*EXERCISE OBJECTIVE:* In the records below, find the line containing "A note to the class: find the gravel"; give it again exactly, along with every line that follows, and nothing else.

*DATA TO USE:*
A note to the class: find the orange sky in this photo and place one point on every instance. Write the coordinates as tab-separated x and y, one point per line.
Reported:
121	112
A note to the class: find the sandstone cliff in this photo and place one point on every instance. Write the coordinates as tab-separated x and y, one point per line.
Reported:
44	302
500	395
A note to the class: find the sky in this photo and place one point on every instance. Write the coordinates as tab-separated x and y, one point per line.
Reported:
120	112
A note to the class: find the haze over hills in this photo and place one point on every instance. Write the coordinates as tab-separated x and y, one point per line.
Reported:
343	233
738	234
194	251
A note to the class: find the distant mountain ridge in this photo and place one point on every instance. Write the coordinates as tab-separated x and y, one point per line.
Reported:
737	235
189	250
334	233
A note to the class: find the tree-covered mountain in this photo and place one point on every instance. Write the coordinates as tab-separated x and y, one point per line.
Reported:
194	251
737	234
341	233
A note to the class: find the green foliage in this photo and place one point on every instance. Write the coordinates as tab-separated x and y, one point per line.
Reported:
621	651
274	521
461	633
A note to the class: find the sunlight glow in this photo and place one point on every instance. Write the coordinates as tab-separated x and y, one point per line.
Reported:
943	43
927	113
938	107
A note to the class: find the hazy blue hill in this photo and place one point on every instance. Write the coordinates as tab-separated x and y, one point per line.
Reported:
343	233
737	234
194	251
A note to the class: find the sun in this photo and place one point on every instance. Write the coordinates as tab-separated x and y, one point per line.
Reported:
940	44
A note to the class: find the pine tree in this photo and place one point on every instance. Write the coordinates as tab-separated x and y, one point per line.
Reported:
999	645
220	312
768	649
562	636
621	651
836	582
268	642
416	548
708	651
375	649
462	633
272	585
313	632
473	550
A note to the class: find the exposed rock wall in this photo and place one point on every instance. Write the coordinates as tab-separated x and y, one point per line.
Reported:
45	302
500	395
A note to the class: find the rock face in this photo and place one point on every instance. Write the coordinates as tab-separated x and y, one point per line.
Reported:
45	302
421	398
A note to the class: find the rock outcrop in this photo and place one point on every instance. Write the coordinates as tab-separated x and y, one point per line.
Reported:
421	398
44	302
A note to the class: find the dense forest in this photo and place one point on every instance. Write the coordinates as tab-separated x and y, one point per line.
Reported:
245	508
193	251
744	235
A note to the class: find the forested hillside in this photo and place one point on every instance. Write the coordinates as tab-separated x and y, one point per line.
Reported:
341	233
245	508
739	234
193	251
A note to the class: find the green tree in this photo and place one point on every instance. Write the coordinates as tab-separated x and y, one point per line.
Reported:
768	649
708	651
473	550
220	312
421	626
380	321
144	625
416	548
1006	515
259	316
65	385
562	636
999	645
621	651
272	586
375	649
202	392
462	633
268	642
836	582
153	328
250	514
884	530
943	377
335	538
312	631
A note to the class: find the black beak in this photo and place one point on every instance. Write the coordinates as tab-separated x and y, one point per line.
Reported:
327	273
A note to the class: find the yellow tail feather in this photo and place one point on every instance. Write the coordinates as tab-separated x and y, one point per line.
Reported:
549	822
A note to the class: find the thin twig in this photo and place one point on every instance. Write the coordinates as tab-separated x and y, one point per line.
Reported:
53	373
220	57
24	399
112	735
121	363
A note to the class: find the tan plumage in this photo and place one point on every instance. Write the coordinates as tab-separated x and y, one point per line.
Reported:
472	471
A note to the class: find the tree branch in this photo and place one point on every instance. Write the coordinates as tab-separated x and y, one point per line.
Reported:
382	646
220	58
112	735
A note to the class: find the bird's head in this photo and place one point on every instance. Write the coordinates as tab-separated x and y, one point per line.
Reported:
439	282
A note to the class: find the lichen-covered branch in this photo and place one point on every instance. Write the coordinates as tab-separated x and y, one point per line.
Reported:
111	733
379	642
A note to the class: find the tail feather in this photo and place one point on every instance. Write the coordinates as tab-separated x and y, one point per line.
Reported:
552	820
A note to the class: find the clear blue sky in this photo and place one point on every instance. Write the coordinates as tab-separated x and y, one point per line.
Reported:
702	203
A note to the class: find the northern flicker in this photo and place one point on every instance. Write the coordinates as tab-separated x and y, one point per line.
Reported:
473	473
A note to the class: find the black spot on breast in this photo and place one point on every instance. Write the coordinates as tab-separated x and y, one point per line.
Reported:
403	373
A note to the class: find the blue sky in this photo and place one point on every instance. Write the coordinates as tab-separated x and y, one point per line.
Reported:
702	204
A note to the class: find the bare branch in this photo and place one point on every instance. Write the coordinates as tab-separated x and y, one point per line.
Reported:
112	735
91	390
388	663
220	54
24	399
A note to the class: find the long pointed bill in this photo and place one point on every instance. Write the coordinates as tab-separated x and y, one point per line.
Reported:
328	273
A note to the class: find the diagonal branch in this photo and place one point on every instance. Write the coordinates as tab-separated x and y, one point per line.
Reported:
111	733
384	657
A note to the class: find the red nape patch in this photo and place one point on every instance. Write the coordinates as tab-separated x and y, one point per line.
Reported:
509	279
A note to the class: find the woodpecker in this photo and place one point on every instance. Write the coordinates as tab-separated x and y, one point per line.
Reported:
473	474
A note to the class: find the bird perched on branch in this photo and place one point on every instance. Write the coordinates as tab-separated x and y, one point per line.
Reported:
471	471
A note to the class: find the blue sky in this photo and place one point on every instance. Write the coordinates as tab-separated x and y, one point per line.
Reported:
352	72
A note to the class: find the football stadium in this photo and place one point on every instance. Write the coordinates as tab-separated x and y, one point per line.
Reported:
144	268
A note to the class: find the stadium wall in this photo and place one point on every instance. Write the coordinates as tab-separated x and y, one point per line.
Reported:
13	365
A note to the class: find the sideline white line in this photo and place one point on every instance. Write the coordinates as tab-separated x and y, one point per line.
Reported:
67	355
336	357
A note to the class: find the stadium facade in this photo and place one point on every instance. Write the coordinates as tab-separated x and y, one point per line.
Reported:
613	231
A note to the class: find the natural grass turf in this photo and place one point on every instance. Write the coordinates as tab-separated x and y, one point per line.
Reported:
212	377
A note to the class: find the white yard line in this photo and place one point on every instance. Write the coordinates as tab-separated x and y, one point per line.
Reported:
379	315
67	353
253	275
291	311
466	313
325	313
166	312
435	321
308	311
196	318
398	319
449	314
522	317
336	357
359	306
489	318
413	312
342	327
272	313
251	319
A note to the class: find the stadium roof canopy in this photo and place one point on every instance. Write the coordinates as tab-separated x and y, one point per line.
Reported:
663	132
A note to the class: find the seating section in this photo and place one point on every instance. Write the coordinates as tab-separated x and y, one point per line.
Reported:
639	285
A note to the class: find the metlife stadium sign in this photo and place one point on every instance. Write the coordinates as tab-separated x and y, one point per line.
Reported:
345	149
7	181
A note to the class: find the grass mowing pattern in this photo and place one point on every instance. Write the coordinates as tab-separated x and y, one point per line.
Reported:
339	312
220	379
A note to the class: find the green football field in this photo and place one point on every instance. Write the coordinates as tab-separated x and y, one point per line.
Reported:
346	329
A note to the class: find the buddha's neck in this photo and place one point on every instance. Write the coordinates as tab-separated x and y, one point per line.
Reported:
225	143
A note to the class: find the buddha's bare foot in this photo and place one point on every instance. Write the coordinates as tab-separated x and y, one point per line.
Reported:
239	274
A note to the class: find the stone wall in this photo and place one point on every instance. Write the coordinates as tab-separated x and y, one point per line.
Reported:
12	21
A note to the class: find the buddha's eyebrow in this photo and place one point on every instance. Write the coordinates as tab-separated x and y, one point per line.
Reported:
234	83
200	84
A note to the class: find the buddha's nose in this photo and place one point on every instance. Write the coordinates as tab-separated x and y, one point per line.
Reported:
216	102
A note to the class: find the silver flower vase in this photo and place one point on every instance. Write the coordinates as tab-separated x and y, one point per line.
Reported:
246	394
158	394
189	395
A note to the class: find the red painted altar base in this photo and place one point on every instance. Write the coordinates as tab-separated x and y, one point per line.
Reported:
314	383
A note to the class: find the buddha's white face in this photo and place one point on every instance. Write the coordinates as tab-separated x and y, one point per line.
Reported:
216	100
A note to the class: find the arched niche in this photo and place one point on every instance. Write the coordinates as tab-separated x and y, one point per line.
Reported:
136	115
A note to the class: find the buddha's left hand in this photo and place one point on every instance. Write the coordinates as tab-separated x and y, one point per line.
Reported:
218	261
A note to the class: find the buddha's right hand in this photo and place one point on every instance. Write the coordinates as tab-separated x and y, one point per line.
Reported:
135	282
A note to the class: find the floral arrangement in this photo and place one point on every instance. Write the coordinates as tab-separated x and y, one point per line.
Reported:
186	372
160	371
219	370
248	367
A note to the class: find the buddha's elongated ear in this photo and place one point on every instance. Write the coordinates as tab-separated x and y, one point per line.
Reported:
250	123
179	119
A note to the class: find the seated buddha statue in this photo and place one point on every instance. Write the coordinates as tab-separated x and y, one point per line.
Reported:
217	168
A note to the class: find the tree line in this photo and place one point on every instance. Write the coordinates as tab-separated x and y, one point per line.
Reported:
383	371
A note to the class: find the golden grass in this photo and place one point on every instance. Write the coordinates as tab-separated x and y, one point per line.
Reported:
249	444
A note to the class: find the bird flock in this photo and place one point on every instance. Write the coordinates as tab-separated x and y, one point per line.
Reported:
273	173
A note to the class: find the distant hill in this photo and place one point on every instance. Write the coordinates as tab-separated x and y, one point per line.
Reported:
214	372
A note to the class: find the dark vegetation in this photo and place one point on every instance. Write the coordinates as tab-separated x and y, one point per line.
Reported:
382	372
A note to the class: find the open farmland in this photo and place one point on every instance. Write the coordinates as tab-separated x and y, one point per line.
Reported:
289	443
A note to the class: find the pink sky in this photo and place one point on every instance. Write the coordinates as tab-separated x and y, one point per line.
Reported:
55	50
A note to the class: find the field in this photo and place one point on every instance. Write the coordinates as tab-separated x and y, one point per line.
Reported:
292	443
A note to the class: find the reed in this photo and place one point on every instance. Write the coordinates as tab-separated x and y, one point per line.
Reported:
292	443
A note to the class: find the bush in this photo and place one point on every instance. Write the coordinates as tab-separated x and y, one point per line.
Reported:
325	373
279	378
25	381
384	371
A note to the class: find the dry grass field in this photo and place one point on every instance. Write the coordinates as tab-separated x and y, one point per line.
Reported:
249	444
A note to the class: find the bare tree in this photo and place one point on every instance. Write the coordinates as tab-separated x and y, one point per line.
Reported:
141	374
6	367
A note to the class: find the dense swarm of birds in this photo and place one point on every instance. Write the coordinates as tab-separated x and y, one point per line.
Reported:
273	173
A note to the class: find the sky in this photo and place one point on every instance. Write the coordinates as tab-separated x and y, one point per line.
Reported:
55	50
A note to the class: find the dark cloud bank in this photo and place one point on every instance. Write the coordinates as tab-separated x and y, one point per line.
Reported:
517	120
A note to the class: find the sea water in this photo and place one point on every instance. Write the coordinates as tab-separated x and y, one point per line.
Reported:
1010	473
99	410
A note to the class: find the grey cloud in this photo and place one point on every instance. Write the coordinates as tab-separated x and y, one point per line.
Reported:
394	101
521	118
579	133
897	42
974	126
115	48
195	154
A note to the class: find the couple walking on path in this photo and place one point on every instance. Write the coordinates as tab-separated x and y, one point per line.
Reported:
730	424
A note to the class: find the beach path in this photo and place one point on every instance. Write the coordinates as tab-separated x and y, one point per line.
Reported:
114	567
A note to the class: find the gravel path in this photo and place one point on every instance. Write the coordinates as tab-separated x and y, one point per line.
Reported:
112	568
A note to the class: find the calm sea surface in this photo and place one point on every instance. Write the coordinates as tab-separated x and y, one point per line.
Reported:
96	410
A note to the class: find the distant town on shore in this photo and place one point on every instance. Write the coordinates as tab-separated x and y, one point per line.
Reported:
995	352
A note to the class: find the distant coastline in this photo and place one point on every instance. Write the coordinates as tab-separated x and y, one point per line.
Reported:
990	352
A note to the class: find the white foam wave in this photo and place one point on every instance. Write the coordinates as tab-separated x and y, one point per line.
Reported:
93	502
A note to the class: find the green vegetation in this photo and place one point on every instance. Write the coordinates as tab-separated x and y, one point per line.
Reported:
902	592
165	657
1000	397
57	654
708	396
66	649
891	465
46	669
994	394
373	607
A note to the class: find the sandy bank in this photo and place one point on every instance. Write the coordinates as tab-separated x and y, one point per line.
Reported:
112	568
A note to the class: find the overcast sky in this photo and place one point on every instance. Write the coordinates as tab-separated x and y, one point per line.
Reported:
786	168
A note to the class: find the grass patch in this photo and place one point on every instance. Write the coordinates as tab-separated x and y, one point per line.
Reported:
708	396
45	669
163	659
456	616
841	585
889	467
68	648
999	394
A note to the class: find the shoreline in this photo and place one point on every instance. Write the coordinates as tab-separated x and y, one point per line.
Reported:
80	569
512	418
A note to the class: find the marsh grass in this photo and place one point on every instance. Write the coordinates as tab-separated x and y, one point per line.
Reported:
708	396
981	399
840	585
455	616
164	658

*EXPECTED OUTPUT:*
A note to the class: find the gravel path in this photo and place one point on every instance. Write the coordinates as tab-separated x and y, one point per line.
Reported:
112	568
A note to the class: find the calm sea surface in this photo and place one point on every instance. Write the coordinates as tab-separated x and y, one point per line.
Reported:
96	410
A note to the class: find the distant town on shore in this photo and place one point on every instance. Write the coordinates as tab-separated x and y, one point per line.
Reported:
995	352
A note to the class: find the distant coastline in this photo and place one point on every instance. Write the coordinates as tab-separated x and y, one point per line.
Reported:
990	352
A note to the class: find the white foam wave in this photo and place one point on every instance. Write the coordinates as tab-separated x and y, one point per line.
Reported:
93	502
A note to the class: find the green vegetation in this photo and place one point on every instance. Write the coordinates as tab-separated x and y, one point per line.
Reported:
902	592
165	657
1000	397
57	654
708	396
66	649
891	465
46	669
994	394
373	607
A note to the class: find the sandy bank in this photo and place one point on every instance. Write the coordinates as tab-separated x and y, one point per line.
Reported:
112	568
A note to the class: find the overcast sky in this photo and place one point on every instance. Write the coordinates as tab-separated x and y, one point per line.
Reported:
786	168
A note to the class: find the grass patch in this photo and place one point on every instance. Write the coordinates as tab-separated x and y, one point per line.
Reported:
708	396
45	669
163	659
456	616
841	585
889	467
68	648
999	394
A note to the class: find the shoreline in this photo and place one point on every instance. Write the coordinates as tab-separated x and y, one point per line.
Reported:
80	569
512	418
A note to the class: find the marsh grass in this photo and place one point on every instance. Write the coordinates as tab-separated x and y, one point per line.
Reported:
708	396
981	399
840	585
455	616
164	658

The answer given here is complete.